PAGE EXTRACT:

Simple Harmonic Motion Multiple Choice Question And Answers
Question 1. The motion of any hand of a clock is a (an)
- Periodic motion
- Simple harmonic motion
- Vibration
- Oscillation
Answer: 1. Periodic motion
Question 2. if the mass of a particle executing SHM is m and its angular frequency is ω, then the force constant of that SHM will be
- \(m \omega\)
- \(m \omega^2\)
- \(\sqrt{\frac{m}{\omega}}\)
- \(\sqrt{\frac{\omega}{m}}\)
Answer: 2. \(m \omega^2\)
Question 3. In the case of a simple harmonic motion, which of the following statements is not true?

JOBS:
- 1) Reproduce the simple harmonic motion quiz between "Simple Harmonic Motion Multiple" and "- \(m \omega^2\)", inclusive.
- 2) List every answer option offered for Question 1 in the simple harmonic motion quiz.

DATASET EXTRACT:
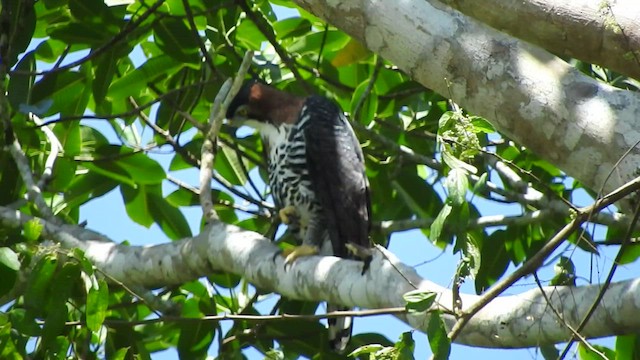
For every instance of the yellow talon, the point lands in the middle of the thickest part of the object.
(287, 213)
(297, 252)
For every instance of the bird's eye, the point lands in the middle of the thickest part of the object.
(242, 111)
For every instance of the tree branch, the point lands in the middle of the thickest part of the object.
(506, 321)
(599, 32)
(545, 104)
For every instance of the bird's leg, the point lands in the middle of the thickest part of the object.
(312, 236)
(288, 214)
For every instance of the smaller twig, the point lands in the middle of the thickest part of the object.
(34, 192)
(401, 149)
(509, 175)
(367, 90)
(608, 280)
(217, 113)
(561, 318)
(56, 148)
(256, 318)
(383, 252)
(481, 222)
(267, 30)
(530, 265)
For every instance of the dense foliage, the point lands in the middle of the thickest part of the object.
(156, 66)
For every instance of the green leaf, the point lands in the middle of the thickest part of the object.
(53, 326)
(227, 164)
(437, 334)
(175, 39)
(249, 34)
(132, 83)
(126, 166)
(627, 347)
(97, 304)
(39, 282)
(457, 186)
(20, 85)
(170, 219)
(9, 258)
(369, 107)
(9, 266)
(495, 259)
(482, 125)
(65, 89)
(80, 34)
(291, 27)
(480, 184)
(437, 226)
(565, 272)
(136, 202)
(418, 300)
(21, 27)
(406, 346)
(225, 280)
(366, 349)
(587, 354)
(104, 72)
(184, 197)
(549, 352)
(195, 338)
(32, 230)
(352, 53)
(86, 187)
(630, 254)
(455, 163)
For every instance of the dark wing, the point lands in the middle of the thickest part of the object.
(336, 170)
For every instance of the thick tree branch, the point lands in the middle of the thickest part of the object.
(509, 321)
(606, 33)
(567, 118)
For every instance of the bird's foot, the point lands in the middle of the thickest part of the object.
(290, 255)
(288, 214)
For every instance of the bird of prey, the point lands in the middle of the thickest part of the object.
(316, 174)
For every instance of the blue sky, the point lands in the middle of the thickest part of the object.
(107, 215)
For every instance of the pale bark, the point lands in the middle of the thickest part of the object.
(575, 122)
(522, 320)
(606, 33)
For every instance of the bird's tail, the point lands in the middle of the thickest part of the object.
(339, 328)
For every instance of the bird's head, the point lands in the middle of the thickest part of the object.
(258, 104)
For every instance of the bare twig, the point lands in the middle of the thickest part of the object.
(367, 90)
(34, 193)
(253, 318)
(218, 112)
(534, 262)
(266, 30)
(56, 148)
(575, 333)
(608, 280)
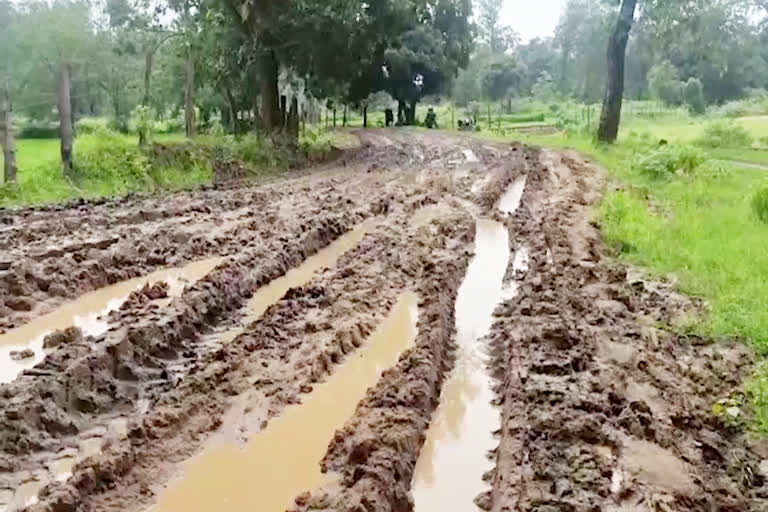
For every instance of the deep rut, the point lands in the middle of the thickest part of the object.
(195, 399)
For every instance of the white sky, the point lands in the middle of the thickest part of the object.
(532, 18)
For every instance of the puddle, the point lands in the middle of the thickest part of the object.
(24, 496)
(449, 471)
(522, 262)
(510, 200)
(470, 156)
(86, 313)
(275, 290)
(282, 461)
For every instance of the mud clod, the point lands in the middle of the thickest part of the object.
(601, 408)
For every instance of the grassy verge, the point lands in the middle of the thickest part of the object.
(700, 228)
(109, 164)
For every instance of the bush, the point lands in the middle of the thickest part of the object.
(760, 204)
(89, 125)
(143, 121)
(722, 134)
(524, 118)
(39, 131)
(664, 82)
(693, 94)
(668, 159)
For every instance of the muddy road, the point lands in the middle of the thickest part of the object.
(428, 323)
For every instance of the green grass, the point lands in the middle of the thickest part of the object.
(109, 164)
(699, 228)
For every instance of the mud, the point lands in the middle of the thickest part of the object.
(281, 377)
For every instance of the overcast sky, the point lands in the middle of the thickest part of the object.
(532, 18)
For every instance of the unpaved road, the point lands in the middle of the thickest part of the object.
(429, 323)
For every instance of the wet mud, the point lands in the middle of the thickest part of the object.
(289, 374)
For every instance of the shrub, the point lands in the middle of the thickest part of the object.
(760, 204)
(524, 118)
(39, 131)
(109, 160)
(143, 121)
(664, 82)
(693, 94)
(89, 125)
(721, 134)
(668, 159)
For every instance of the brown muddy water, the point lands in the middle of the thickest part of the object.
(88, 314)
(510, 201)
(272, 292)
(449, 471)
(282, 461)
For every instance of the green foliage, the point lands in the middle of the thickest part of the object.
(669, 159)
(664, 83)
(523, 118)
(37, 130)
(756, 104)
(91, 125)
(143, 121)
(760, 204)
(544, 89)
(722, 134)
(693, 94)
(501, 77)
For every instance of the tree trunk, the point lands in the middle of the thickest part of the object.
(232, 109)
(614, 89)
(270, 97)
(6, 136)
(293, 121)
(149, 58)
(412, 113)
(284, 112)
(189, 104)
(64, 102)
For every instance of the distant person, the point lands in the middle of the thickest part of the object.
(389, 117)
(431, 119)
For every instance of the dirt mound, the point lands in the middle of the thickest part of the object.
(603, 406)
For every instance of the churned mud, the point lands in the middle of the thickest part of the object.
(428, 323)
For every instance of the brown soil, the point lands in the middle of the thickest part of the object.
(603, 406)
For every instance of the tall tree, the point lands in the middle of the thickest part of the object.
(66, 44)
(498, 37)
(7, 61)
(610, 117)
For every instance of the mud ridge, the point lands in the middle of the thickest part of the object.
(79, 383)
(263, 370)
(376, 451)
(602, 410)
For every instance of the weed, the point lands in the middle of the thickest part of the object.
(760, 204)
(669, 159)
(723, 134)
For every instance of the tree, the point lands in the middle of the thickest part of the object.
(693, 93)
(664, 83)
(499, 38)
(501, 76)
(610, 116)
(65, 45)
(8, 57)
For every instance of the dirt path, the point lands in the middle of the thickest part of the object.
(295, 355)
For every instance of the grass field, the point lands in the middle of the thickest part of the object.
(700, 231)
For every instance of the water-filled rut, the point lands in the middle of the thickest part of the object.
(284, 459)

TASK-BY-TASK RESULTS:
- 1)
Simple Harmonic Motion Multiple Choice Question And Answers
Question 1. The motion of any hand of a clock is a (an)
- Periodic motion
- Simple harmonic motion
- Vibration
- Oscillation
Answer: 1. Periodic motion
Question 2. if the mass of a particle executing SHM is m and its angular frequency is ω, then the force constant of that SHM will be
- \(m \omega\)
- \(m \omega^2\)

- 2)
- Periodic motion
- Simple harmonic motion
- Vibration
- Oscillation